— Source text —
Solr filesystem monitor prototype

Solr filesystem monitor prototype


Job Description


I would like indexing a filesystem with Solr,
and maintaining such indexation periodically, updating changes, removing deleted items, etc...

The expected delivery artifacts are :
- schema.xml matching filesystem information (file name, directory path, creation date, modified date, owner, size, + all tika extractable info, content, author, etc...), needing facets hierarchy to deal cleverly with filesystem concept and browsing requests.
- java autonomous program that drill down filesystem, and synchronize remote solr instance with observed information.
- solr-web portlet configured to search with defined schema
- simple additional portlet to "browse" in the indexed filesystem

Please note the specific constrains :
- The only expected referential will be solr (typically the java autonomous program shouldn't use any cache).

— Set exercise —
Resume the Solr filesystem monitor job description above, picking up right after its last listed constraint.

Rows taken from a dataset
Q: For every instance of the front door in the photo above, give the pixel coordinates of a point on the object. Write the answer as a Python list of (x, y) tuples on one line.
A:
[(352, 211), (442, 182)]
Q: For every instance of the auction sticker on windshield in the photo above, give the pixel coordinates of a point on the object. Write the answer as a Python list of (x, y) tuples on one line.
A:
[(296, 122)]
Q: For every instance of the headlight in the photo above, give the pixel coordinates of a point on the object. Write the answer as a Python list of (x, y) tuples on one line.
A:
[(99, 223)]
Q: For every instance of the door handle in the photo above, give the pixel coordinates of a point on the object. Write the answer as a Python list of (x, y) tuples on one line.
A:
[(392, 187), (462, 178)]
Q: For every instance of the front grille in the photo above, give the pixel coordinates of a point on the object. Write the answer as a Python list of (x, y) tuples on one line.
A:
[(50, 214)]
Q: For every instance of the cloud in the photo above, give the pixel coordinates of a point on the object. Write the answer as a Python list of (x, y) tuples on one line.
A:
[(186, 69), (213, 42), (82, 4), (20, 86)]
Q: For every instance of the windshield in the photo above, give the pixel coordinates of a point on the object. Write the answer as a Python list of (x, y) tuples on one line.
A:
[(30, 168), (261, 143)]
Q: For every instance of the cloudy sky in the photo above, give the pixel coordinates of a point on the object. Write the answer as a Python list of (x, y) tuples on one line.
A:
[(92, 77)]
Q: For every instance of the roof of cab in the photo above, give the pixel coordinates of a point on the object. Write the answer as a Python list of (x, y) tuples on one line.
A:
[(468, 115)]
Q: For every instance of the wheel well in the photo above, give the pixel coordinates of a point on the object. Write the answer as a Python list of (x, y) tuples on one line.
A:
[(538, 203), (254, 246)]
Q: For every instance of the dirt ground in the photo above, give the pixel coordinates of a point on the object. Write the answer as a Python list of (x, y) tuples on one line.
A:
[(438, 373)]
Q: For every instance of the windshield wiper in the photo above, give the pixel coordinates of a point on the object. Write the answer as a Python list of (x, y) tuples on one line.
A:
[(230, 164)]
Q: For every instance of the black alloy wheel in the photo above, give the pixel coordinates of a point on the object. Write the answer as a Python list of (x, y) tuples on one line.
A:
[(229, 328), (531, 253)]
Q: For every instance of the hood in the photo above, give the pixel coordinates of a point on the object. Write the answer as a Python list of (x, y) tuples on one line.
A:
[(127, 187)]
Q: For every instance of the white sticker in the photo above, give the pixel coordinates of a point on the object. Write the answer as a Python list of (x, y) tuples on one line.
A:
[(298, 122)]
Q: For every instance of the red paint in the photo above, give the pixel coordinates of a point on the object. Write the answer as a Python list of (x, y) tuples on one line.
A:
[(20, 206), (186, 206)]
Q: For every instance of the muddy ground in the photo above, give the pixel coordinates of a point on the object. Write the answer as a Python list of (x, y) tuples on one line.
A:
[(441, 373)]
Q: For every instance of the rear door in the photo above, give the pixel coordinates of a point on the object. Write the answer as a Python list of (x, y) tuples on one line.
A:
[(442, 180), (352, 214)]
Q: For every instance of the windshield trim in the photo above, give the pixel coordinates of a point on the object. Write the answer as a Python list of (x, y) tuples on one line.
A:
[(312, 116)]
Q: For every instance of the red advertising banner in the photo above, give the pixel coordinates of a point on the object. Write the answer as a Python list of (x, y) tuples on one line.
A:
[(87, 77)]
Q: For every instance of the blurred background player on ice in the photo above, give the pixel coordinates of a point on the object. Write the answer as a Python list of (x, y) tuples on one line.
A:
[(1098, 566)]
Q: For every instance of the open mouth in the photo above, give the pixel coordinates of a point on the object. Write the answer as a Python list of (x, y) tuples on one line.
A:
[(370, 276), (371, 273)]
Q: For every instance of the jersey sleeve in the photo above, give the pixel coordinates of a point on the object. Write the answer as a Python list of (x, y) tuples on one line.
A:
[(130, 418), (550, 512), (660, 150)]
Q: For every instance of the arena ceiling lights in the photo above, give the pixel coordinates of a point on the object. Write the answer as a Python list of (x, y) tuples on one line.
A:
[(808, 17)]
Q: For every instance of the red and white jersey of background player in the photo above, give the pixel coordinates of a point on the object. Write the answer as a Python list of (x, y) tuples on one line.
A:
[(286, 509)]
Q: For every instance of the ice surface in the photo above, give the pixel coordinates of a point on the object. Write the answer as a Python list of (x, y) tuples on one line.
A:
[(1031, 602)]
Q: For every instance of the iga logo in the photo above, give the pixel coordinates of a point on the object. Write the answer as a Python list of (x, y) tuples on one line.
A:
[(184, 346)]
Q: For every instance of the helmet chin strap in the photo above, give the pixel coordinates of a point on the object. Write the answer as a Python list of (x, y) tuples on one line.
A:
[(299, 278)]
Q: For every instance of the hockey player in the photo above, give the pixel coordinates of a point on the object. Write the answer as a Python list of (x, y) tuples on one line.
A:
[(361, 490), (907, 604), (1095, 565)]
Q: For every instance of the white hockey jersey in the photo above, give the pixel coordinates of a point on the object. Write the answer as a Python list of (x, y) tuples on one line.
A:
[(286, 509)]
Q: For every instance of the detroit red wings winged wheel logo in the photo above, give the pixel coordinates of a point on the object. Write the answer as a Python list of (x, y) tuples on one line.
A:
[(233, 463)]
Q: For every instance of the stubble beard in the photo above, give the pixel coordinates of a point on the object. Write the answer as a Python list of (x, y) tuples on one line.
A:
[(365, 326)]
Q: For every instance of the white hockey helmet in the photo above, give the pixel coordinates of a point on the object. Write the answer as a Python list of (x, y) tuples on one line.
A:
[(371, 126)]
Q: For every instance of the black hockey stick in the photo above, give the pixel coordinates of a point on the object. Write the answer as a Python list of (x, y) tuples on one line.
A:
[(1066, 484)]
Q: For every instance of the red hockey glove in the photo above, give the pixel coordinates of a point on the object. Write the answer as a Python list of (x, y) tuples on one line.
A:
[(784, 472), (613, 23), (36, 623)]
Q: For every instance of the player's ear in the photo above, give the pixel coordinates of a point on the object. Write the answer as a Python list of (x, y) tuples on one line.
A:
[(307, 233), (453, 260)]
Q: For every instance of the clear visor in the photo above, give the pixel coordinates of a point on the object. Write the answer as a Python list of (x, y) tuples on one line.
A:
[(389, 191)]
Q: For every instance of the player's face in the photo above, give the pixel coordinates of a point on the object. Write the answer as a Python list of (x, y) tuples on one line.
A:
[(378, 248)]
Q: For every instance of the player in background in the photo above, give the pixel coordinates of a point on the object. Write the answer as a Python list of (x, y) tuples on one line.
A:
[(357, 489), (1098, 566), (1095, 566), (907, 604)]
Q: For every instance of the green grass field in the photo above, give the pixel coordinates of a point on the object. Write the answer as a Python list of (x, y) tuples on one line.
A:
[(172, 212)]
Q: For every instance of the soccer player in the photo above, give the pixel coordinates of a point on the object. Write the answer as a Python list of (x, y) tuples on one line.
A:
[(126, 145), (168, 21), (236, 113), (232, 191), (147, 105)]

— Task answer —
- Take great attention to "update" and "delete" cases.
- Relay on last-modification date to identify updates.
- Solr instance it-self won't have access to the filesystem (ie: Tika extraction must be handle by the java autonomous program, and full extracted indexation request will be pushed to solr)
- Performance (number of solr calls, network go and back, etc...)
- portlets must work with Liferay

Versions :
Solr 4.0.0
Liferay Portal Community Edition 6.1.1 CE GA2
Solr-web portlet : solr-web-

Only fixed quotes please.
Happy biding.